*CHALLENGE*
Report each line in the data below that contains the word "petal", copying every such line in full.

*RECORDS FOR THE EXERCISE*
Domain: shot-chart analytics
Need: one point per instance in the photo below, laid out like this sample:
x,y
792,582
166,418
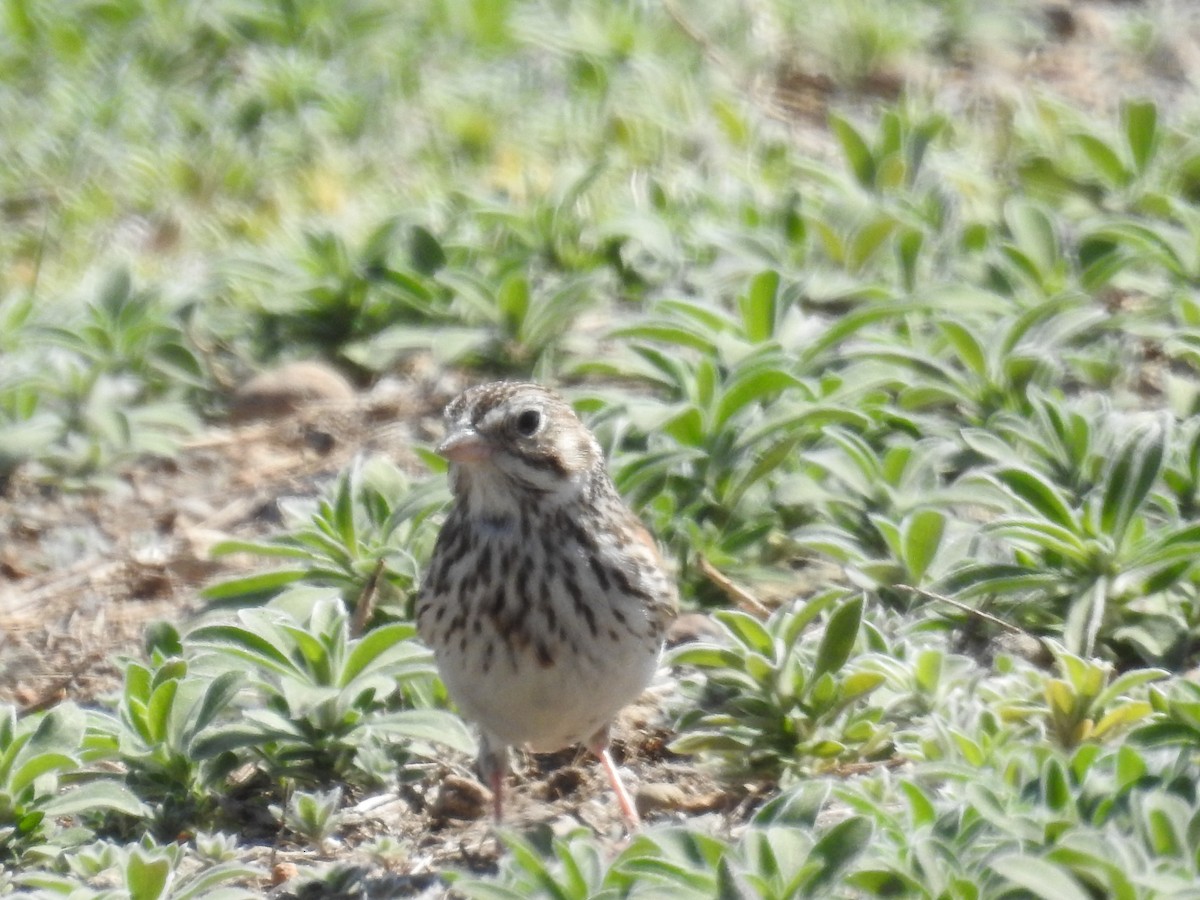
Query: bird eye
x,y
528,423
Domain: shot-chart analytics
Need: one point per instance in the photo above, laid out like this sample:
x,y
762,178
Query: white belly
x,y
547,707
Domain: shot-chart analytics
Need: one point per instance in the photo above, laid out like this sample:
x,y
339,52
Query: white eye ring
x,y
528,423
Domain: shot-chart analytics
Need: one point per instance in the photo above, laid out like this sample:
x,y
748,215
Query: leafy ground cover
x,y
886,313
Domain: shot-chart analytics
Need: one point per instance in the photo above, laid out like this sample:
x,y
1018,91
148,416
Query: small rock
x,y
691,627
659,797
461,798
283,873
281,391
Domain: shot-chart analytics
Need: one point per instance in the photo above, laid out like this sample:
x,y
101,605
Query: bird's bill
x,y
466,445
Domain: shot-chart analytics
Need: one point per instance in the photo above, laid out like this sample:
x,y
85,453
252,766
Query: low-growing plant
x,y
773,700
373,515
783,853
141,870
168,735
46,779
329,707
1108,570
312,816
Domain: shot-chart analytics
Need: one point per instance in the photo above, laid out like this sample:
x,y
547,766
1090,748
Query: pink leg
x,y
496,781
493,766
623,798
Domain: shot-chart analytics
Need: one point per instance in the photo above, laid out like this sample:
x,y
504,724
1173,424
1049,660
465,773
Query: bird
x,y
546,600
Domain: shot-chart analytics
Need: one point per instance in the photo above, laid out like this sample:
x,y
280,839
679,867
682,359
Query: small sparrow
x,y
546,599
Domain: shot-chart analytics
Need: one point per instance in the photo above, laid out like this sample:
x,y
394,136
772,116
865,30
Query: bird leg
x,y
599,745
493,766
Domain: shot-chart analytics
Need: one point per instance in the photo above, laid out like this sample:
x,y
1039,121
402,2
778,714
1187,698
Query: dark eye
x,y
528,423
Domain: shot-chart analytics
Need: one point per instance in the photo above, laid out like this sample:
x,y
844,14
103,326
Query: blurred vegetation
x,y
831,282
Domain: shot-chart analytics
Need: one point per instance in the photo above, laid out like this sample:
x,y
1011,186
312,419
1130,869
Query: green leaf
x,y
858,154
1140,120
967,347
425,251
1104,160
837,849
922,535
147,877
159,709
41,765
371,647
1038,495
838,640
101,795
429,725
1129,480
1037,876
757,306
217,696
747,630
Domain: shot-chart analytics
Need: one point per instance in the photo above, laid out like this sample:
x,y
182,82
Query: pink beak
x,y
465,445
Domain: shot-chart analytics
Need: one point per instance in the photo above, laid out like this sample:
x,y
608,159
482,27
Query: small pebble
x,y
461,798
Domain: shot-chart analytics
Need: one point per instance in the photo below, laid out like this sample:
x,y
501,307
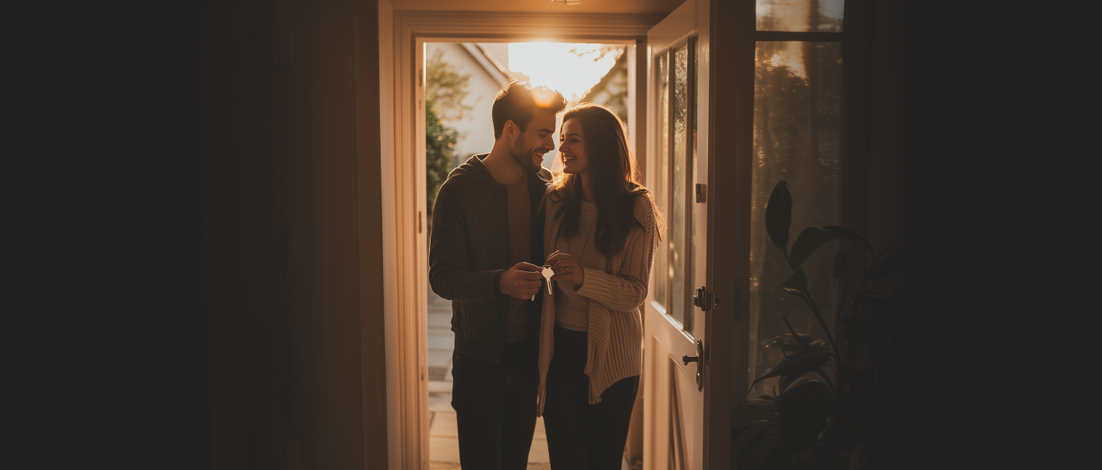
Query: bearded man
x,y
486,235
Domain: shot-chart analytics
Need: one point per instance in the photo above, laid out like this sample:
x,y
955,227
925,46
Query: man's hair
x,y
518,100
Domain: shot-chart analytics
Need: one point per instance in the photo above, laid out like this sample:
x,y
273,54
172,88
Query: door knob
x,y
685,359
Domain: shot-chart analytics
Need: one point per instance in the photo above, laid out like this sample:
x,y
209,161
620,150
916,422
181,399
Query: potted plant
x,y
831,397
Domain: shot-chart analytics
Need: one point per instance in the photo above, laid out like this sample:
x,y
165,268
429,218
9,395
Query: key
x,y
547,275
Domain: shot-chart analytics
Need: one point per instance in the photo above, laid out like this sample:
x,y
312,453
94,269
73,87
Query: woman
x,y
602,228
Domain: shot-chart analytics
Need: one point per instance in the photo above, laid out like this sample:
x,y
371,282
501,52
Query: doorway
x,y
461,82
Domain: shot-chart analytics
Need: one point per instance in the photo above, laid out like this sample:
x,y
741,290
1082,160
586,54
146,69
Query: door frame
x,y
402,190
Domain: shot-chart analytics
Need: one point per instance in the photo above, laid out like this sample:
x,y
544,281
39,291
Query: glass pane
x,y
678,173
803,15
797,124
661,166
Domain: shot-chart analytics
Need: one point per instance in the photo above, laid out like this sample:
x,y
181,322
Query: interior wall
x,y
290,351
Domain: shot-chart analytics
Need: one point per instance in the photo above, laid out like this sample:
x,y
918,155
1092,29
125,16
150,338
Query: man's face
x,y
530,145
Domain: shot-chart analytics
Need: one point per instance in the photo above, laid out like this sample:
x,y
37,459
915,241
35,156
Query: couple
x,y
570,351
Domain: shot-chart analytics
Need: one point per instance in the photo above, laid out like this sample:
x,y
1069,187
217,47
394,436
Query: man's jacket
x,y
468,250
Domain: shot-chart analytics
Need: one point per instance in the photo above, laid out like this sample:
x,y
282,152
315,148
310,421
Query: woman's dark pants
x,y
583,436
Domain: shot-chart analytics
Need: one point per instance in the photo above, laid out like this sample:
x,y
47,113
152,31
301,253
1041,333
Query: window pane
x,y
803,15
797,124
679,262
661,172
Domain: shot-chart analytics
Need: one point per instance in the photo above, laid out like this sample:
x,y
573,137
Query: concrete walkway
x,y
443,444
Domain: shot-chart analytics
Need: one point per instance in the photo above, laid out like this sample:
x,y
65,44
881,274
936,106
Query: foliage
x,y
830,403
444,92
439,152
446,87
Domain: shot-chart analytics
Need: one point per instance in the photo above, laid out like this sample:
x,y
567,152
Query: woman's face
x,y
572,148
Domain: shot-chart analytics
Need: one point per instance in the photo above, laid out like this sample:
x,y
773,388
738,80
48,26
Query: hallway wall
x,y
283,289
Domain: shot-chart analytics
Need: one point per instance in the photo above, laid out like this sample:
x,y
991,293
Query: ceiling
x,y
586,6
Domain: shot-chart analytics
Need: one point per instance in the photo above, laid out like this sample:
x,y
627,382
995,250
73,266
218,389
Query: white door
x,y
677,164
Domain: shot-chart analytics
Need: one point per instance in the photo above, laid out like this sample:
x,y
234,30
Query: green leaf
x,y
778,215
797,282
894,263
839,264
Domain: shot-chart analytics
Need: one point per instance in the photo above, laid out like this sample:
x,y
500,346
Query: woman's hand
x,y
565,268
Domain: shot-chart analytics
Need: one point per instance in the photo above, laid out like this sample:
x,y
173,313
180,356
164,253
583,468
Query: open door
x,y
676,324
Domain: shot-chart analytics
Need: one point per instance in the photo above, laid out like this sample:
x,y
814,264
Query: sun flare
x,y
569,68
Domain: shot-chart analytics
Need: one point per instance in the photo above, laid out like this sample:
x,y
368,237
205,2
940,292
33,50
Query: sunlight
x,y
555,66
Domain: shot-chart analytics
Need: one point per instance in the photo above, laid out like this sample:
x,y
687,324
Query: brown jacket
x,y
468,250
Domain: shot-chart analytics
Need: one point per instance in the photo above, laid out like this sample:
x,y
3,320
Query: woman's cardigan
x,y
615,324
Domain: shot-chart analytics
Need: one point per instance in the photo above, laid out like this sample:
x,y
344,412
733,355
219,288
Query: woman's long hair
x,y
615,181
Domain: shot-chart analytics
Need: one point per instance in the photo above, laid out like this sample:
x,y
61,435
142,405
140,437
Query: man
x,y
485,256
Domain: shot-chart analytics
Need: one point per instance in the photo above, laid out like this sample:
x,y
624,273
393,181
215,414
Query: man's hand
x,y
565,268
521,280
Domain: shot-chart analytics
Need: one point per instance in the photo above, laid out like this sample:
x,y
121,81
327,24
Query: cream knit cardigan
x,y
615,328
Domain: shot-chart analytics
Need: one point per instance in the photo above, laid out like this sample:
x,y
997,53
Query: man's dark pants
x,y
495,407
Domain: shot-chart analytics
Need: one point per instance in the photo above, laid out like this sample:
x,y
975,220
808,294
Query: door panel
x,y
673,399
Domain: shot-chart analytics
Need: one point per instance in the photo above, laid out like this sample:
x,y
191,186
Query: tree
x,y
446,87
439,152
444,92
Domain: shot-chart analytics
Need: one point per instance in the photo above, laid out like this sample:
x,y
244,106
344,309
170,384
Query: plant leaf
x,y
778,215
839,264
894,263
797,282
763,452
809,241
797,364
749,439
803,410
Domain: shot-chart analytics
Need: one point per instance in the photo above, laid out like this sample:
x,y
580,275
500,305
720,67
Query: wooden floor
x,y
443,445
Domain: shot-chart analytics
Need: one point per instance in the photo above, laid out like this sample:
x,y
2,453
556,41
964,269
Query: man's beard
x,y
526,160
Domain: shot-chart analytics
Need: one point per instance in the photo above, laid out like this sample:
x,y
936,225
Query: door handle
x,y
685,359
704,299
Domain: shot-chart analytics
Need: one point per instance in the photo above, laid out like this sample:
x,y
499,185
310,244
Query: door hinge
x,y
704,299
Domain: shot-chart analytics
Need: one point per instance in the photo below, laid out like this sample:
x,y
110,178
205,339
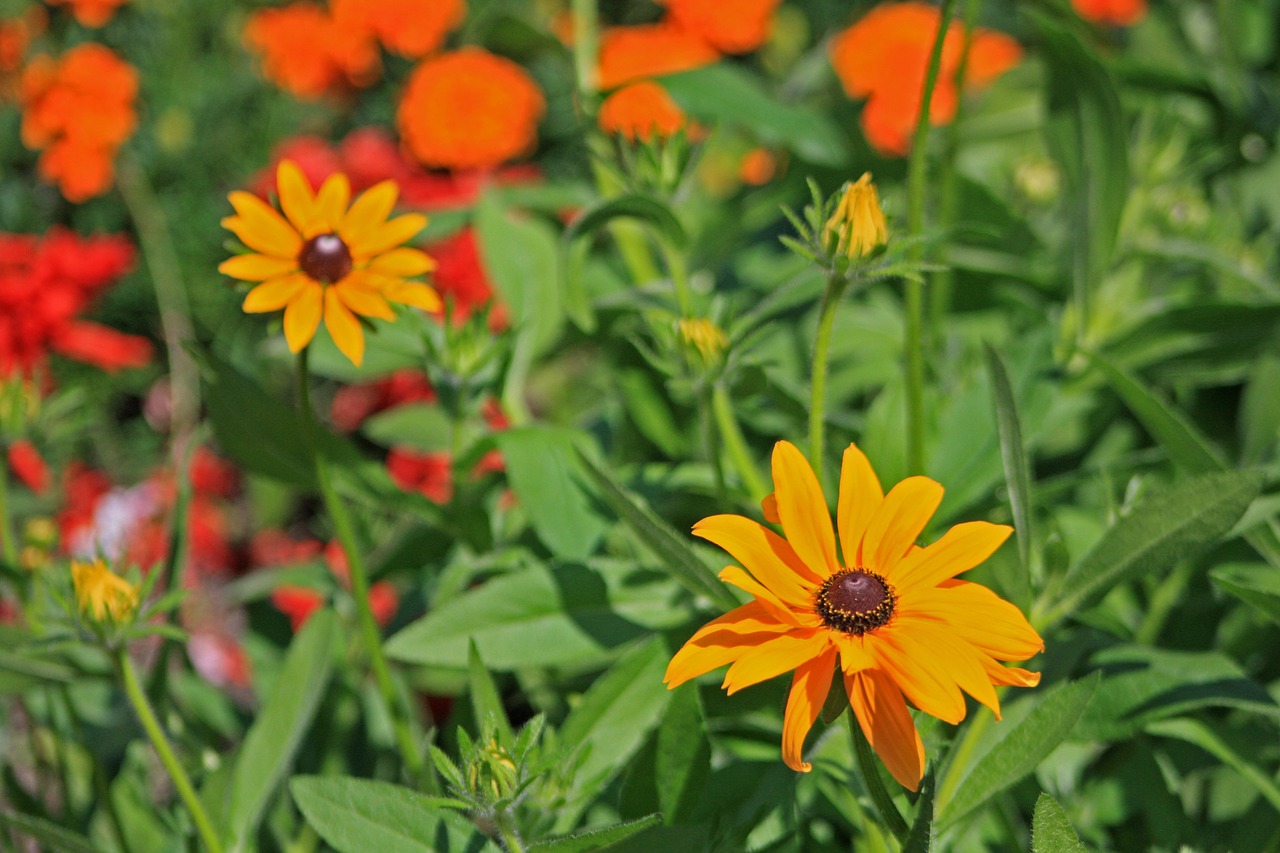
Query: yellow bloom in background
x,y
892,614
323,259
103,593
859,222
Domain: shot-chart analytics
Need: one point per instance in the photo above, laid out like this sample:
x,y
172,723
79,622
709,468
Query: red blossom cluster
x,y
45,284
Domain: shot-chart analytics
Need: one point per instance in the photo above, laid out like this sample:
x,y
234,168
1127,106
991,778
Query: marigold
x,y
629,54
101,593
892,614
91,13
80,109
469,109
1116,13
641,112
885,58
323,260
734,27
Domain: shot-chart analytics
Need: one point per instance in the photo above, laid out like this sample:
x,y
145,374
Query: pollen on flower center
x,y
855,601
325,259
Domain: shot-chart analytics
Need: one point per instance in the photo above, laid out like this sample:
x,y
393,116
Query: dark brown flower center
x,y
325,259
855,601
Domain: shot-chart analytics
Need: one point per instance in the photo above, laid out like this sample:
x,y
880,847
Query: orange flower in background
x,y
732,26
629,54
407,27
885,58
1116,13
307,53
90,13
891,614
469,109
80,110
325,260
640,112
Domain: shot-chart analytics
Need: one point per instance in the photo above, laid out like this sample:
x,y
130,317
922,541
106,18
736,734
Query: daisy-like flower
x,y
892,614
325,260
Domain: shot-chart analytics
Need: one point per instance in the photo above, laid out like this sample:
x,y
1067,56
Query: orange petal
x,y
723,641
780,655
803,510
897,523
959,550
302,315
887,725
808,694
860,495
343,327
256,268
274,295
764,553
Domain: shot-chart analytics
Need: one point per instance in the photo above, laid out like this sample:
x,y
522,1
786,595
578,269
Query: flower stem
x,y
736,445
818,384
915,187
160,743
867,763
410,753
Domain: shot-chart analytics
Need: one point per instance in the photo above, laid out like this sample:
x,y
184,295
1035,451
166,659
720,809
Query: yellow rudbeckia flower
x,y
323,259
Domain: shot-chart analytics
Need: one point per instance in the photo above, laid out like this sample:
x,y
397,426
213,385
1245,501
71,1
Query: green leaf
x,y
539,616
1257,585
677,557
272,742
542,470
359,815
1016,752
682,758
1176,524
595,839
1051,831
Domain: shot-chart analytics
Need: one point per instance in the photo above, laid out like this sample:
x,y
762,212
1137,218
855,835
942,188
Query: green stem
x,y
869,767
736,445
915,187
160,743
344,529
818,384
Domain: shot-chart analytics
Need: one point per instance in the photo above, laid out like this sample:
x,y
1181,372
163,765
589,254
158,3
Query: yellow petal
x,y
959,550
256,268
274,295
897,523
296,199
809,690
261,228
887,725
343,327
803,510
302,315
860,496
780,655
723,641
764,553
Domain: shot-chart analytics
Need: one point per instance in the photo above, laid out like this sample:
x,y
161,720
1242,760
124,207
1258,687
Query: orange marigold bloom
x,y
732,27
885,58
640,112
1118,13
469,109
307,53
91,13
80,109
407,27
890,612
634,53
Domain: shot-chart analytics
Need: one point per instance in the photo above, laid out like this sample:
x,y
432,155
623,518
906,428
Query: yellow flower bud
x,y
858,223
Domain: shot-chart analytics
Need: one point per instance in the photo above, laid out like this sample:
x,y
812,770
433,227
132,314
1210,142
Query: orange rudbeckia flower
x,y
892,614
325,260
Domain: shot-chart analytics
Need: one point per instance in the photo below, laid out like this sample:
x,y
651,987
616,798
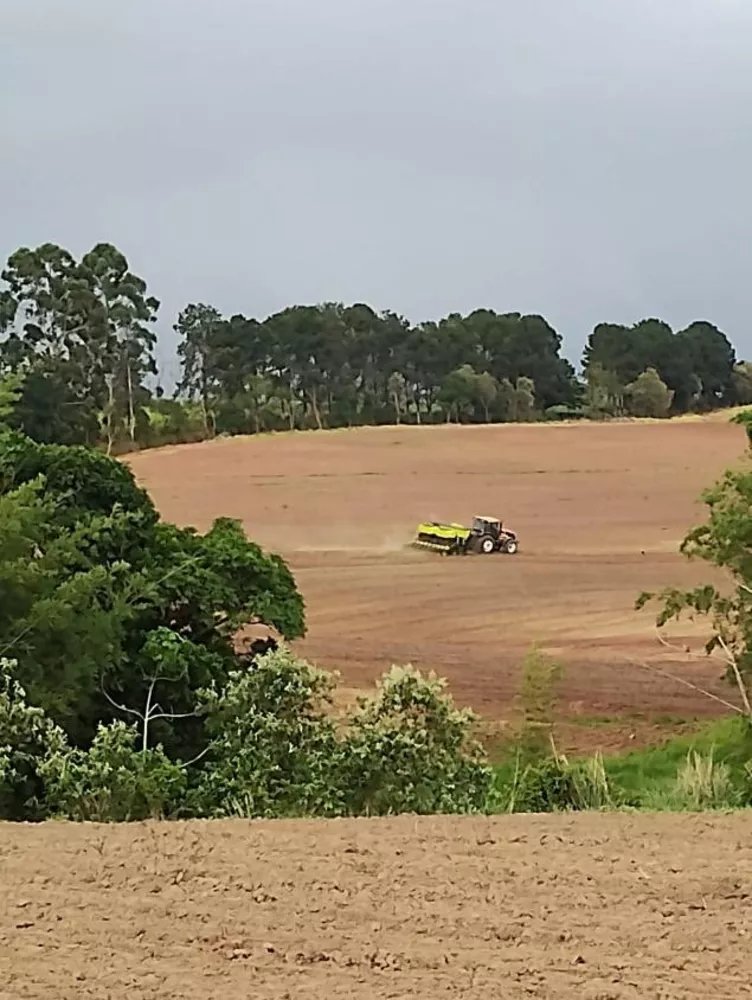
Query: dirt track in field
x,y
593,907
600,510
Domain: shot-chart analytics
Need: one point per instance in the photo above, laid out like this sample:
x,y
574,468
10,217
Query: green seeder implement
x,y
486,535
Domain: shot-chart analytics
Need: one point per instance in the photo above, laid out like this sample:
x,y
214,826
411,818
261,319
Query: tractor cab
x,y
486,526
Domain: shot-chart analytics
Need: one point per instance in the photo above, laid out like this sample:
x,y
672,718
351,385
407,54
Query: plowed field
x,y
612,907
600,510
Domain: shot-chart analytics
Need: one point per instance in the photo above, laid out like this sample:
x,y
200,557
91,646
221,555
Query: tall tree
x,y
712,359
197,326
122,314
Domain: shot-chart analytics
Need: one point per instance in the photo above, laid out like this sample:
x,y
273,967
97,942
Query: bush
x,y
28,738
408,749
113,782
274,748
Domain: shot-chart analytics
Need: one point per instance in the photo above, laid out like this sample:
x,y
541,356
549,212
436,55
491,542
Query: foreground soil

*TASK RESPONSE*
Query: orange petal
Query: yellow petal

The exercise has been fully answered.